Thanks a lot @Christian_Reich, this was very helpful. If you do not mind, I have a few follow-up questions.
In fact, I am also struggling to place the disease in one of those three categories. I am interested in sleep apnea, however, since I am looking in the pediatric population, the duration of disease varies quite a lot depending on surgery outcome or patients outgrowing disease. At this point, because I am only looking for a rough estimate, I would go for the simple solution that you are offering here:
However, I am not really clear on how to perform that. Let’s say that I assume disease duration to be around 3 years. Does it mean that I would look at the earliest event any time before the end of the specified 3 year-period? Is this essentially the same as the trivial calculation you have offered for type (iii) diseases, except for a more defined time window? Is there anything else that I would need to perform on Atlas?

**About this exercise**
Quote each question that appears in the message about sleep apnea duration. The data has nothing to do with the message about sleep apnea duration.

**Information provided**
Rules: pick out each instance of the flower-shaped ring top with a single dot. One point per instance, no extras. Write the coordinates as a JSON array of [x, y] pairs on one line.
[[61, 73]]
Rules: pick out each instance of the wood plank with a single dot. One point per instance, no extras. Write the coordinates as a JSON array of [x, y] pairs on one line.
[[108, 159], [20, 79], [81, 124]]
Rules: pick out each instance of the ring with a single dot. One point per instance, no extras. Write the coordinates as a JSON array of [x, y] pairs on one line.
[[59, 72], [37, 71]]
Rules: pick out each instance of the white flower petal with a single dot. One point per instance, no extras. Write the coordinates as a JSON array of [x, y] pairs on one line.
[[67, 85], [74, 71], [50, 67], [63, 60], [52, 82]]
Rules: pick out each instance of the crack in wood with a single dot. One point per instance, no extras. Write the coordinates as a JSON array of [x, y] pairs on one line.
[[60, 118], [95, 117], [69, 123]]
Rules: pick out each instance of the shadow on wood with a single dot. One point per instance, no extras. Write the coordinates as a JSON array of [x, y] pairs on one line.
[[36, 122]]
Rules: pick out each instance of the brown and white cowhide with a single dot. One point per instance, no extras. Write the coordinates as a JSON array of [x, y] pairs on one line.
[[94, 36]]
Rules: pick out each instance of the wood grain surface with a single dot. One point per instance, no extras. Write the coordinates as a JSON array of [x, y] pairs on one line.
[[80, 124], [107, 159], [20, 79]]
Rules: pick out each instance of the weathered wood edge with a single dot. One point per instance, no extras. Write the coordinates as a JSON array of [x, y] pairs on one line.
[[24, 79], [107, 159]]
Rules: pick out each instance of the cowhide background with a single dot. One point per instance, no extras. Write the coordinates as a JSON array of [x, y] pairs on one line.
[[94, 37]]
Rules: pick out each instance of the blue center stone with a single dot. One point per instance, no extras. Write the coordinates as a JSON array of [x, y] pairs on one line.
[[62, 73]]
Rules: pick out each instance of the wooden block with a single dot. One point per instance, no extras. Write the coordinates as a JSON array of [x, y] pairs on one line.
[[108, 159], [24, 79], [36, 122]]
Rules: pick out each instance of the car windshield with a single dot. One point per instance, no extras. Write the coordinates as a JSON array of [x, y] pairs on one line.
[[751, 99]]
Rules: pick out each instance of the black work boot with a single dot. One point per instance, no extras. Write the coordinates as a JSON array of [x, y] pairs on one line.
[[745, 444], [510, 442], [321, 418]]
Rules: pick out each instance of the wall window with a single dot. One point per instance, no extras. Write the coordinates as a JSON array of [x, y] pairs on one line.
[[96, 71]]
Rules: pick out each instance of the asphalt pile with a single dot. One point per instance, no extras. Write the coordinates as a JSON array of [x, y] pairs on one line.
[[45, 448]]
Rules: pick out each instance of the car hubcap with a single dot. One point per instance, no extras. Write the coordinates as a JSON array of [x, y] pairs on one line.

**Exercise solution**
- Does it mean that I would look at the earliest event any time before the end of the specified 3 year-period?
- Is this essentially the same as the trivial calculation you have offered for type (iii) diseases, except for a more defined time window?
- Is there anything else that I would need to perform on Atlas?